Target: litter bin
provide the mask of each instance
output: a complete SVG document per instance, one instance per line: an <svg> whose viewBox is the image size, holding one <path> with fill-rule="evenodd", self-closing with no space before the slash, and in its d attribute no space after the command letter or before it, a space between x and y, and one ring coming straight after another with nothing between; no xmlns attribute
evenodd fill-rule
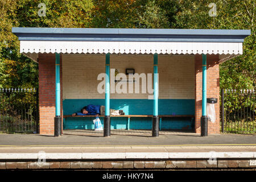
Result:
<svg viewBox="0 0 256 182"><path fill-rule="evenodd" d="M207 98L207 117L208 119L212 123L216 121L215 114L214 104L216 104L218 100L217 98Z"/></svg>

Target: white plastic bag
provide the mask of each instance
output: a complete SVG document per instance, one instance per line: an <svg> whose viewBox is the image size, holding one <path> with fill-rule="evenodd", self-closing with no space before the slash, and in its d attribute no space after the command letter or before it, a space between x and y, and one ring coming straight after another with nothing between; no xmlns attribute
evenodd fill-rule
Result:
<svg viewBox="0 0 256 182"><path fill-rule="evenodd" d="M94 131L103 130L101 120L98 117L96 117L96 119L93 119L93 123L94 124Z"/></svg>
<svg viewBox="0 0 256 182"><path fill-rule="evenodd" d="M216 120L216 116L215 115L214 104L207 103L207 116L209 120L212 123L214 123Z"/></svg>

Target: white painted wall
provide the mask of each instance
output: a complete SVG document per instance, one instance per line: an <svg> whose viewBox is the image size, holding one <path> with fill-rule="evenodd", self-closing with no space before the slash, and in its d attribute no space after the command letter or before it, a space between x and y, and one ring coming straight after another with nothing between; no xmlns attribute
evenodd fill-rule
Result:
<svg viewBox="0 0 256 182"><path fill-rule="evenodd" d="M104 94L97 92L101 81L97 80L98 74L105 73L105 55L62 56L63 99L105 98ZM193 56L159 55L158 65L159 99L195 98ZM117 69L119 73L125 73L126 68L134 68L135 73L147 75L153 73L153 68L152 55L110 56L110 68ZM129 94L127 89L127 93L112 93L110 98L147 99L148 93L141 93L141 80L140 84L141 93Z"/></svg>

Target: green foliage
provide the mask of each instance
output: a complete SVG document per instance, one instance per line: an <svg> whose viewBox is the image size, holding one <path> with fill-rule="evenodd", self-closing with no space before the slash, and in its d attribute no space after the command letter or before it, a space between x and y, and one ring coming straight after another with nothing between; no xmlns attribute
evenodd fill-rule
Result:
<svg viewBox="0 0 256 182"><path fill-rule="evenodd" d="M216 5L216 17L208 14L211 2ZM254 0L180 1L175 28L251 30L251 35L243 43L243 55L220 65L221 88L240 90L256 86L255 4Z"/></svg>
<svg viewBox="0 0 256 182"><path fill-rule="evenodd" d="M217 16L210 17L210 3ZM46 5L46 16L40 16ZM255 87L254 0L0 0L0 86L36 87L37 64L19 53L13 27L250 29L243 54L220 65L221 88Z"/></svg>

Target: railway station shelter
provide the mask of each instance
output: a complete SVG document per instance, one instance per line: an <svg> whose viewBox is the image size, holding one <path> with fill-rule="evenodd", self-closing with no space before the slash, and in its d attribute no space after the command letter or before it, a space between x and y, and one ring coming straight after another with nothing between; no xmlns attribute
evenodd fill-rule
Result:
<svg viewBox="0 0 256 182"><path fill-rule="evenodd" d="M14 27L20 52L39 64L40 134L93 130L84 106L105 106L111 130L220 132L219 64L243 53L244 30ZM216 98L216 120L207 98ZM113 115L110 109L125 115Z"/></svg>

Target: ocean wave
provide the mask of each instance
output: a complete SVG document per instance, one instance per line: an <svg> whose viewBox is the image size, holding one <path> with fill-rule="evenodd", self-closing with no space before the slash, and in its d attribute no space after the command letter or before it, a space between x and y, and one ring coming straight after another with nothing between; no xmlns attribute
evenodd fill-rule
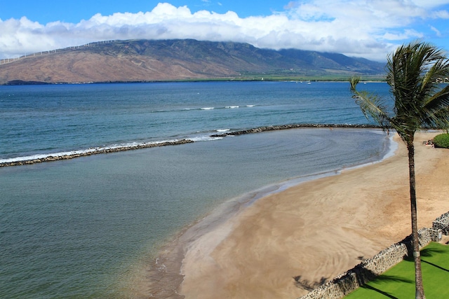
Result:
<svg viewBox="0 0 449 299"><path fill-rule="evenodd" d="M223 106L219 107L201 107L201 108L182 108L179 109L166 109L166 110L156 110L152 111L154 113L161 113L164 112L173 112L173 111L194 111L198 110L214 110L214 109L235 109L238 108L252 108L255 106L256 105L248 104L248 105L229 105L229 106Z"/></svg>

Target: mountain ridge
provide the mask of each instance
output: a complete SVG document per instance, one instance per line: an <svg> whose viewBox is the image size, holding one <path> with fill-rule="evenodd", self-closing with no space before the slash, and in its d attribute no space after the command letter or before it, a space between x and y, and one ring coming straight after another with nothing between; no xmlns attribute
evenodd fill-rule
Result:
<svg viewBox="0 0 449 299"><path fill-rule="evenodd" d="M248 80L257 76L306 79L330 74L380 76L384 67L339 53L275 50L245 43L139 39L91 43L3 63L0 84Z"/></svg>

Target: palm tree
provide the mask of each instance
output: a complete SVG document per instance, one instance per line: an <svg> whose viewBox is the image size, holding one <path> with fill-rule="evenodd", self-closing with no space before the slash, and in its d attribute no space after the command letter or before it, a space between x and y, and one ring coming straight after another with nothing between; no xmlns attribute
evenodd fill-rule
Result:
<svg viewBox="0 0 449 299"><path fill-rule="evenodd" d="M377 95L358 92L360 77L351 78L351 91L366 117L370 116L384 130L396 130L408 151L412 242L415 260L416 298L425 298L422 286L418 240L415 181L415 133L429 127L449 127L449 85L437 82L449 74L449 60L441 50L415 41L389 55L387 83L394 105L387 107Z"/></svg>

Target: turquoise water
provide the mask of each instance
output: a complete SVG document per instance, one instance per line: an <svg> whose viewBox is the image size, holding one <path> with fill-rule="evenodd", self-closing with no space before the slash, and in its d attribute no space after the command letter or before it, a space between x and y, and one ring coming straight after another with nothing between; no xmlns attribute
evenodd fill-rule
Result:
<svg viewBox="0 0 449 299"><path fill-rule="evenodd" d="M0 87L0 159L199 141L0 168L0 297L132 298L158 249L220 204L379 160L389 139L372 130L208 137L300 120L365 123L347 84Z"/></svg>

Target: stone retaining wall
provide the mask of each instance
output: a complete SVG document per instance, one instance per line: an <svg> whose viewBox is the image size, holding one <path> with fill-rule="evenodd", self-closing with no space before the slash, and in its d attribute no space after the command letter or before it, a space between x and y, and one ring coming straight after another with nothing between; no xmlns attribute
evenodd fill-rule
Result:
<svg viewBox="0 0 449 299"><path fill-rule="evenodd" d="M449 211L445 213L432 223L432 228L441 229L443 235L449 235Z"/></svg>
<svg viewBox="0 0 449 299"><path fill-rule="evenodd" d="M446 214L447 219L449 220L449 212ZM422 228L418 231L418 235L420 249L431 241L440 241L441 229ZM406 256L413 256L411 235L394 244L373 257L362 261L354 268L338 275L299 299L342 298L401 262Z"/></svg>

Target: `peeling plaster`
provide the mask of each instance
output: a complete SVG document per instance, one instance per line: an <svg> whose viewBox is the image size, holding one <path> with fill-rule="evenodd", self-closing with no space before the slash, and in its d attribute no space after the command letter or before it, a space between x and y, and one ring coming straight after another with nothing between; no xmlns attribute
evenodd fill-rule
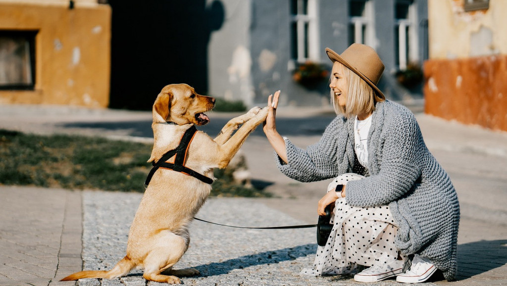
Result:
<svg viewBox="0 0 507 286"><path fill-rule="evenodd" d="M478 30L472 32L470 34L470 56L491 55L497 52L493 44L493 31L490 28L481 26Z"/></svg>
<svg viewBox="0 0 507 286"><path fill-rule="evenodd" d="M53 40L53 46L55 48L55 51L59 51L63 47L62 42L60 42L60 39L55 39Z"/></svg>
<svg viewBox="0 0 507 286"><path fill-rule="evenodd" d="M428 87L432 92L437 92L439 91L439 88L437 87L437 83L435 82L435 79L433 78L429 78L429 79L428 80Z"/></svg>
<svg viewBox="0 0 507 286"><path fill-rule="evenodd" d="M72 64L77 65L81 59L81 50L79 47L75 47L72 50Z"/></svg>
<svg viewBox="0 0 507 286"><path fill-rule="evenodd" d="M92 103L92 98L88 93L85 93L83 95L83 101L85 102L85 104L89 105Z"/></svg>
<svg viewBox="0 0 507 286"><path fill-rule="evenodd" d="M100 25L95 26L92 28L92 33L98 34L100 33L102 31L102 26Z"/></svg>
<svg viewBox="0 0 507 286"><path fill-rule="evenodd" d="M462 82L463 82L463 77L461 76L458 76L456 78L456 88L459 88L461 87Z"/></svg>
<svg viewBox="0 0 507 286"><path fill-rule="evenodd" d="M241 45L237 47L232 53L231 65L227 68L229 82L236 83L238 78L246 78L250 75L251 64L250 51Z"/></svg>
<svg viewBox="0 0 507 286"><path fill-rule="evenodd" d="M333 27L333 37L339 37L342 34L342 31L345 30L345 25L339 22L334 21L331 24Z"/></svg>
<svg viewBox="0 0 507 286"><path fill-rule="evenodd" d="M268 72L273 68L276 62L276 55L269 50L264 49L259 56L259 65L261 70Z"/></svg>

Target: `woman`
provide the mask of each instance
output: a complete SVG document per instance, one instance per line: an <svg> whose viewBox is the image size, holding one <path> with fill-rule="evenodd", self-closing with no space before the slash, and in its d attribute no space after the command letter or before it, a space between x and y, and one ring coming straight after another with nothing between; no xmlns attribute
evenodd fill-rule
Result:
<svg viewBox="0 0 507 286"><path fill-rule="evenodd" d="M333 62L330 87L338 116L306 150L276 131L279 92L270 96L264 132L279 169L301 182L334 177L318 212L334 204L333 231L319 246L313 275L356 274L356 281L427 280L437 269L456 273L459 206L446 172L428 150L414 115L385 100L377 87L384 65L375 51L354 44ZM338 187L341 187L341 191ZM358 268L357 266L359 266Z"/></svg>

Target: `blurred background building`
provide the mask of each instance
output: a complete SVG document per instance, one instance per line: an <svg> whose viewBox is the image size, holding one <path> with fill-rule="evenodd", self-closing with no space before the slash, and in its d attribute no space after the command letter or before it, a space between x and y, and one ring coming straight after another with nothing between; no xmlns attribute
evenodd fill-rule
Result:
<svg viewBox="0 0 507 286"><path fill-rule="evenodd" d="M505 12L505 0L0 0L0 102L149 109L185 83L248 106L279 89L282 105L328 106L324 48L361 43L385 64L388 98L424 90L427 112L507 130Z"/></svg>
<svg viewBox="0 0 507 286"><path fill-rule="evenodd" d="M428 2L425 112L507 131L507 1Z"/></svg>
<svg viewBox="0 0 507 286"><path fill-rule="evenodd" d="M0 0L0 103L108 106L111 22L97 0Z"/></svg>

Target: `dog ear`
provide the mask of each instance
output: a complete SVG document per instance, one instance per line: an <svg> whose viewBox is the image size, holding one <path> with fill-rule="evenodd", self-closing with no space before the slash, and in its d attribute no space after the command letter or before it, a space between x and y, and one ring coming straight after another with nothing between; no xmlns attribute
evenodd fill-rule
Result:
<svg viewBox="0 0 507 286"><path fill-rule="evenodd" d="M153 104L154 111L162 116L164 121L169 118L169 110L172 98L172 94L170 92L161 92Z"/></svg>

==================================================

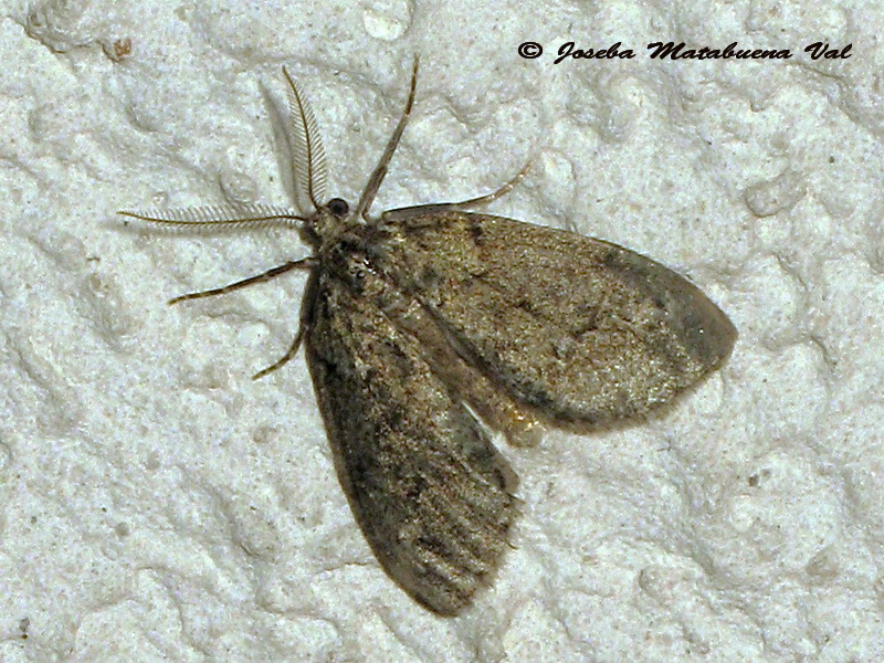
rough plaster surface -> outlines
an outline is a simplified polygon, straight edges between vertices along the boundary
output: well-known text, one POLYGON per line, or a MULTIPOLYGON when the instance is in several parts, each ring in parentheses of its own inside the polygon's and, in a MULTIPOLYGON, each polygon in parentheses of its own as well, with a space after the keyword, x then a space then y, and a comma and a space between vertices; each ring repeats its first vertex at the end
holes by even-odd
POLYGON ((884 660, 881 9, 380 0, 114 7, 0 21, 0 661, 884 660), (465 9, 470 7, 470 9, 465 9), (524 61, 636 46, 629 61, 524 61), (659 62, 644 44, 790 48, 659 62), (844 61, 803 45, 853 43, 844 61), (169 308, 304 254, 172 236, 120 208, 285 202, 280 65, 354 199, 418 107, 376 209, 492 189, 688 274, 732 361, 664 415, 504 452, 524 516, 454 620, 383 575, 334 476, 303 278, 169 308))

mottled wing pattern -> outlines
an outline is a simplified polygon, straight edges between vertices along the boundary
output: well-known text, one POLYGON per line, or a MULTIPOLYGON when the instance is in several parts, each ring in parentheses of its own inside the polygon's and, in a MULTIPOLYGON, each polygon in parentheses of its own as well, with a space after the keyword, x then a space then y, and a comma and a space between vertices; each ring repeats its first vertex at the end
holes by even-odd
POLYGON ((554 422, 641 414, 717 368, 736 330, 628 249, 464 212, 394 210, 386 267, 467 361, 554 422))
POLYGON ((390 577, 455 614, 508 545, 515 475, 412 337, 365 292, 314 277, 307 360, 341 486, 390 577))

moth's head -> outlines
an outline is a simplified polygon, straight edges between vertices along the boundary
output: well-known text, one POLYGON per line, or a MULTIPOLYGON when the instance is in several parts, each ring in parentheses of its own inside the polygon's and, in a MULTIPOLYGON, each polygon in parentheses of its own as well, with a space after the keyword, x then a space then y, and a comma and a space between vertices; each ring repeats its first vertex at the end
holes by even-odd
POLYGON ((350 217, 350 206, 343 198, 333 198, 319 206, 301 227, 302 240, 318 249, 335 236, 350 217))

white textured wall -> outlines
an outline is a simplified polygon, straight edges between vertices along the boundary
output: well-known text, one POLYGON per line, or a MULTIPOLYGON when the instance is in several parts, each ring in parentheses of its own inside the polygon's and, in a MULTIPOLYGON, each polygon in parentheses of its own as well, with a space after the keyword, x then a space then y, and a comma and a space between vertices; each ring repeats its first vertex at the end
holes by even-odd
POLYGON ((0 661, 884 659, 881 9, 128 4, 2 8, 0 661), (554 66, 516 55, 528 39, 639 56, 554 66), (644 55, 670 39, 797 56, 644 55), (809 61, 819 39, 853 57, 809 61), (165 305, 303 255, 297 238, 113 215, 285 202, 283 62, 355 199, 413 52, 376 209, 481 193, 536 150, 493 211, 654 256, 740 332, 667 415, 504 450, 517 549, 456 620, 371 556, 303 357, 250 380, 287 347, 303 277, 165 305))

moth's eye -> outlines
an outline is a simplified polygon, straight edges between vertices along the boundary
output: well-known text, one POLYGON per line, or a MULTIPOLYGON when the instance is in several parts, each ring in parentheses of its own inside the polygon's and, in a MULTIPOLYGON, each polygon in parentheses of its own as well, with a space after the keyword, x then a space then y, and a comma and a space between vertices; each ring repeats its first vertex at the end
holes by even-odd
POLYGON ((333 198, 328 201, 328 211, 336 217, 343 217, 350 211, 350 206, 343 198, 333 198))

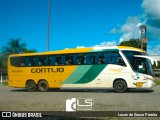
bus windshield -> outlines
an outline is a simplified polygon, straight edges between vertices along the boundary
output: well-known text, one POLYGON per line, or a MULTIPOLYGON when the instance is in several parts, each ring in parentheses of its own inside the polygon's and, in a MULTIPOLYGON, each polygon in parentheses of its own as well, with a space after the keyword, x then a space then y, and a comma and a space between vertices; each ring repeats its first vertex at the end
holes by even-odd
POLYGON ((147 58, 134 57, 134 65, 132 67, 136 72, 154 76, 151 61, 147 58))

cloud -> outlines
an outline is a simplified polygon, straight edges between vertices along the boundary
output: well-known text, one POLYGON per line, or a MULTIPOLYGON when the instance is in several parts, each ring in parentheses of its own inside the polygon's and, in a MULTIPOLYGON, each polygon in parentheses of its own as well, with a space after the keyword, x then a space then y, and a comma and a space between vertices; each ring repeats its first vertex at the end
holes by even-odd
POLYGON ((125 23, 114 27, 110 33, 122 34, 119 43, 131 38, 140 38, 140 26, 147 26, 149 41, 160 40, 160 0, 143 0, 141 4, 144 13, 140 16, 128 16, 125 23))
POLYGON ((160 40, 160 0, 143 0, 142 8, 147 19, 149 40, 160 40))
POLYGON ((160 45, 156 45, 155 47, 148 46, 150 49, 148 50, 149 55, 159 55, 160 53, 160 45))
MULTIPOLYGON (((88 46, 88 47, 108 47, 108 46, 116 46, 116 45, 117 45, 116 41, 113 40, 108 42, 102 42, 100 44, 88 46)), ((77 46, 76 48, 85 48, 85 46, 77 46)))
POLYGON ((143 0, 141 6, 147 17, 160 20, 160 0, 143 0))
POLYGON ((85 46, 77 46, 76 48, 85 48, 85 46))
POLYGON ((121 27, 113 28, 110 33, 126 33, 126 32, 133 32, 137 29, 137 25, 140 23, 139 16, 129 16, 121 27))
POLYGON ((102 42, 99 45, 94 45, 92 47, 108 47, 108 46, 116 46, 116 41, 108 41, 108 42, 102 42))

==================================================

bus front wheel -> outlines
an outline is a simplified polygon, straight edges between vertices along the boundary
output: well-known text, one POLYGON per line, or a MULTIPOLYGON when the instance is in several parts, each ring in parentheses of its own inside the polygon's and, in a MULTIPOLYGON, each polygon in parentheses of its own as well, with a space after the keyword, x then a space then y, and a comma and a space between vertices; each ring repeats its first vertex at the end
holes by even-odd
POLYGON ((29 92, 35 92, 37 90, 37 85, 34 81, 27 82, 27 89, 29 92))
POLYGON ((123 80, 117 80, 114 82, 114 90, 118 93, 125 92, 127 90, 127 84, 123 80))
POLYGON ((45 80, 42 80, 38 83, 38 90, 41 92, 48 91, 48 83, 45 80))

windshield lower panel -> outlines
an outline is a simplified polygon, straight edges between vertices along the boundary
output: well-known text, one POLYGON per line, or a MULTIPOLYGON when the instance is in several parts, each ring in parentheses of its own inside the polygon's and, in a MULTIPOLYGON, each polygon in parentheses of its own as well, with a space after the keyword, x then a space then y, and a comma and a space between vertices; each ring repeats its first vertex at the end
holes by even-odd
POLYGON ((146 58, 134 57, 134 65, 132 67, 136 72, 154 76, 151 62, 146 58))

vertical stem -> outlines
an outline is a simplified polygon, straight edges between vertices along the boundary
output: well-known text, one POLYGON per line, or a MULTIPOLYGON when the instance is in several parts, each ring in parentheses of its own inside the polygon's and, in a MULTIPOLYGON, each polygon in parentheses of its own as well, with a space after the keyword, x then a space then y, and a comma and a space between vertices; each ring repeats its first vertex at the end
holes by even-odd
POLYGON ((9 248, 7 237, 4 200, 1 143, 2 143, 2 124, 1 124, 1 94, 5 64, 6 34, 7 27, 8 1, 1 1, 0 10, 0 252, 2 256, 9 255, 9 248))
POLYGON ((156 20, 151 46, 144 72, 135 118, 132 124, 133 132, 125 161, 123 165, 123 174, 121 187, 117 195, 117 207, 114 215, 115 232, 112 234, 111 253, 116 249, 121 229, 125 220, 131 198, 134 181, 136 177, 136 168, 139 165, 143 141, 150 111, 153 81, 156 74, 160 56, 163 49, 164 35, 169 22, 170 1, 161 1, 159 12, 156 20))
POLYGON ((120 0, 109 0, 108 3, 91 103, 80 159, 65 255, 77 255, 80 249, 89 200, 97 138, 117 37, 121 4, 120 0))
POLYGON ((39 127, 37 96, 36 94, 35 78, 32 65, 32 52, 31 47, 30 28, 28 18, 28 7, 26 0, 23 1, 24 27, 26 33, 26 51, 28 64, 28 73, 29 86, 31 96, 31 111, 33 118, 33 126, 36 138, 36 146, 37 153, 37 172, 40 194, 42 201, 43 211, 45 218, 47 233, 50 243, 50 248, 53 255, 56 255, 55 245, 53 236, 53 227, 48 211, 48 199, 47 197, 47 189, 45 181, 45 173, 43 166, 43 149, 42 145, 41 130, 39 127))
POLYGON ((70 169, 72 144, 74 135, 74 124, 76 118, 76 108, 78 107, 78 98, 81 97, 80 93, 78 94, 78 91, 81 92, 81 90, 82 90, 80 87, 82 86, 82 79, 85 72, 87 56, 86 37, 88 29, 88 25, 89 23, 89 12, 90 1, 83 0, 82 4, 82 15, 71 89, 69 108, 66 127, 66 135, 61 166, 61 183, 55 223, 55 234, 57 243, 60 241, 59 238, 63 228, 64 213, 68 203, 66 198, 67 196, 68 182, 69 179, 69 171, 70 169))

==================================================

DESCRIPTION OF THE TASK: Copy the data starting with the line that contains "bus windshield -> outlines" and going on through the line that contains "POLYGON ((147 58, 134", both included, exactly as those lines appear.

SOLUTION TO THIS EXERCISE:
bus windshield -> outlines
an outline is a simplified polygon, straight edges between vertices along the boundary
output: well-known text, one POLYGON per line, or a MULTIPOLYGON when the instance is in several parts, each ring in parentheses of its own inside the polygon's and, in a MULTIPOLYGON, each polygon in parentheses of its own as well, with a space after the keyword, x then a space then y, and a comma and a space between vertices; each ring repeats its first vertex at the end
holes by even-odd
POLYGON ((147 58, 134 57, 134 65, 132 67, 136 72, 154 76, 151 61, 147 58))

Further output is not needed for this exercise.